▶ _BLOK TEKS_:
*****

Oleh: Sil Joni
Penulis adalah pemerhati masalah sosial dan politik
Fokus uraian ini adalah penggunaan Bahasa Indonesia versi tulis yang terpajang dalam pelbagai ruang publik. Ada fenomen yang mengkhawatirkan bahwa kita cenderung ‘menulis’ dalam bahasa asing (Inggris) untuk memberikan informasi atau keterangan singkat sebuah objek di tempat-tempat umum.
Gejala bergesernya Penggunaan Bahasa Indonesia yang terlihat pada papan nama, spanduk, dan baliho yang terpasang di perkantoran, pemukiman, sekolah, rumah sakit, pasar dll, menjadi salah satu keprihatinan para pemerhati dan pencinta Bahasa Indonesia. Kondisi semacam ini tidak boleh dianggap sebagai hal yang lumrah.
Bahasa Indonesia merupakan salah satu simbol nasionalisme. Kesetiaan kita dalam menggunakan Bahasa Indonesia yang baik dan benar dalam ruang publik, berkaitan erat dengan kadar kecintaan kita terhadap negara ini. Bahasa Indonesia mesti menjadi ‘tuan’ di negeri ini.
Sebetulnya, secara legal, Negara ini sudah mengatur ketentuan bagaimana seharusnya Bahasa Indonesia dipakai dalam menulis sesuatu di ruang publik.
Dalam UU Nomor 24 Tahun 2009 (2011) tentang Bendera, Bahasa, dan Lambang Negara, serta Lagu Kebangsaan misalnya, telah diatur tentang penggunaan bahasa Indonesia yang baik dan benar di tempat umum. Aturan-aturan itu dijabarkan sebagai berikut.
Pertama, Bahasa Indonesia wajib digunakan untuk nama bangunan atau gedung, jalan, apartemen atau permukiman, perkantoran, kompleks perdagangan, merek dagang, lembaga usaha, lembaga pendidikan, organisasi yang didirikan atau dimiliki oleh warga negara Indonesia atau badan hukum Indonesia (Pasal 36).
Kedua, Bahasa Indonesia wajib digunakan dalam informasi tentang produk barang atau jasa produksi dalam negeri atau luar negeri yang beredar di Indonesia (Pasal 37).
Ketiga, Bahasa Indonesia wajib digunakan dalam rambu umum, penunjuk jalan, fasilitas umum, spanduk, dan alat informasi lain yang merupakan pelayanan umum Pasal 38).

*****

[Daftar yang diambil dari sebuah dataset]
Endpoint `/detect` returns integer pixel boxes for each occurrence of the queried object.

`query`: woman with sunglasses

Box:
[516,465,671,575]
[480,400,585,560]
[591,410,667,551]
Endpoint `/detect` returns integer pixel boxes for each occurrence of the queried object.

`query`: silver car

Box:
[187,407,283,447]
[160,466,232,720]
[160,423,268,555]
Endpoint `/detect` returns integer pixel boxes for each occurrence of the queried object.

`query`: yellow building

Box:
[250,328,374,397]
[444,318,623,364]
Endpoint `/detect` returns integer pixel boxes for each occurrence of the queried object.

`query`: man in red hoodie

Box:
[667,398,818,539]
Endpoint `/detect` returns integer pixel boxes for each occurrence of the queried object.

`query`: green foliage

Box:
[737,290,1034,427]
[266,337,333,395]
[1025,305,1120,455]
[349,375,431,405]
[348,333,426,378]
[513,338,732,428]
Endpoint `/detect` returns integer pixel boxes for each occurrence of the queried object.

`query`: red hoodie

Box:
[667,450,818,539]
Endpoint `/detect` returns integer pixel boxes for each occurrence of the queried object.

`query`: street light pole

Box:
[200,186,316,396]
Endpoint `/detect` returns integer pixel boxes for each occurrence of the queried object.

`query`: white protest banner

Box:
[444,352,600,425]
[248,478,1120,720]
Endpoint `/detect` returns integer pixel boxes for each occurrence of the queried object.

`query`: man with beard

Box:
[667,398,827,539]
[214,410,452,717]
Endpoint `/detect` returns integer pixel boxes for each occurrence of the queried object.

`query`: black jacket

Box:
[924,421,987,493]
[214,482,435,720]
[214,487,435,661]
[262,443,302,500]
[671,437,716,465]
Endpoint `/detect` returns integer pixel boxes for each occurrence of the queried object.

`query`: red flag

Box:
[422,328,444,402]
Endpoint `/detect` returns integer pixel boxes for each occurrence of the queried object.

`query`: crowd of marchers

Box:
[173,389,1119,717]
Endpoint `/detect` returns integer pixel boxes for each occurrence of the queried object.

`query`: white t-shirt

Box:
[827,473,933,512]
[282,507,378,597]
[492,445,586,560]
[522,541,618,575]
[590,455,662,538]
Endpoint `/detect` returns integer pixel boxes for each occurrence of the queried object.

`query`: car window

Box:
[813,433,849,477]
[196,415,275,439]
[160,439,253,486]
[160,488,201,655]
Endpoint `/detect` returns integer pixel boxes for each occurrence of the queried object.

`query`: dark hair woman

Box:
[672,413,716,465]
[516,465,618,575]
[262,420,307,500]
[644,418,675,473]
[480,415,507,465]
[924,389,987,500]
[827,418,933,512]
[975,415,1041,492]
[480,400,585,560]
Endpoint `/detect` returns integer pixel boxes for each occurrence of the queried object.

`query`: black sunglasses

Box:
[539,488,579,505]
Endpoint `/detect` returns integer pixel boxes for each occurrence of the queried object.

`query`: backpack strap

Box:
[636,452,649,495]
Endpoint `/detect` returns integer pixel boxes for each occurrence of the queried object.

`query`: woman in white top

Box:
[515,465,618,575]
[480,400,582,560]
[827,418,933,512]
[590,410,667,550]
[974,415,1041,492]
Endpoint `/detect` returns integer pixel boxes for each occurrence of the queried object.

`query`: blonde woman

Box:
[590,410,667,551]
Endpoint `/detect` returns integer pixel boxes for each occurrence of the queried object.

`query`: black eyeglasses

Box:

*****

▶ _LATIHAN 1_:
Menurut teks tentang Bahasa Indonesia di ruang publik, mengapa kesetiaan memakai Bahasa Indonesia yang baik dan benar di ruang publik dipandang penting? Jawab dalam satu sampai tiga kalimat.
▶ _LATIHAN 2_:
Dalam teks tentang Bahasa Indonesia di ruang publik, pasal berapa yang mewajibkan Bahasa Indonesia dalam informasi tentang produk barang atau jasa?
▶ _LATIHAN 3_:
Tuliskan ulang bagian teks tentang Bahasa Indonesia di ruang publik. Mulailah pada kata-kata "Kedua, Bahasa Indonesia" dan berhentilah setelah "umum Pasal 38).".
Daftar ini bersumber dari tempat yang berbeda dengan teks.

▶ _PEMBAHASAN SOAL 1_:
Bahasa Indonesia merupakan salah satu simbol nasionalisme. Karena itu, kesetiaan menggunakannya dengan baik dan benar di ruang publik berkaitan erat dengan kadar kecintaan kita terhadap negara, sehingga Bahasa Indonesia mesti menjadi "tuan" di negeri ini.

▶ _PEMBAHASAN SOAL 2_:
Pasal 37.

▶ _PEMBAHASAN SOAL 3_:
Kedua, Bahasa Indonesia wajib digunakan dalam informasi tentang produk barang atau jasa produksi dalam negeri atau luar negeri yang beredar di Indonesia (Pasal 37).
Ketiga, Bahasa Indonesia wajib digunakan dalam rambu umum, penunjuk jalan, fasilitas umum, spanduk, dan alat informasi lain yang merupakan pelayanan umum Pasal 38).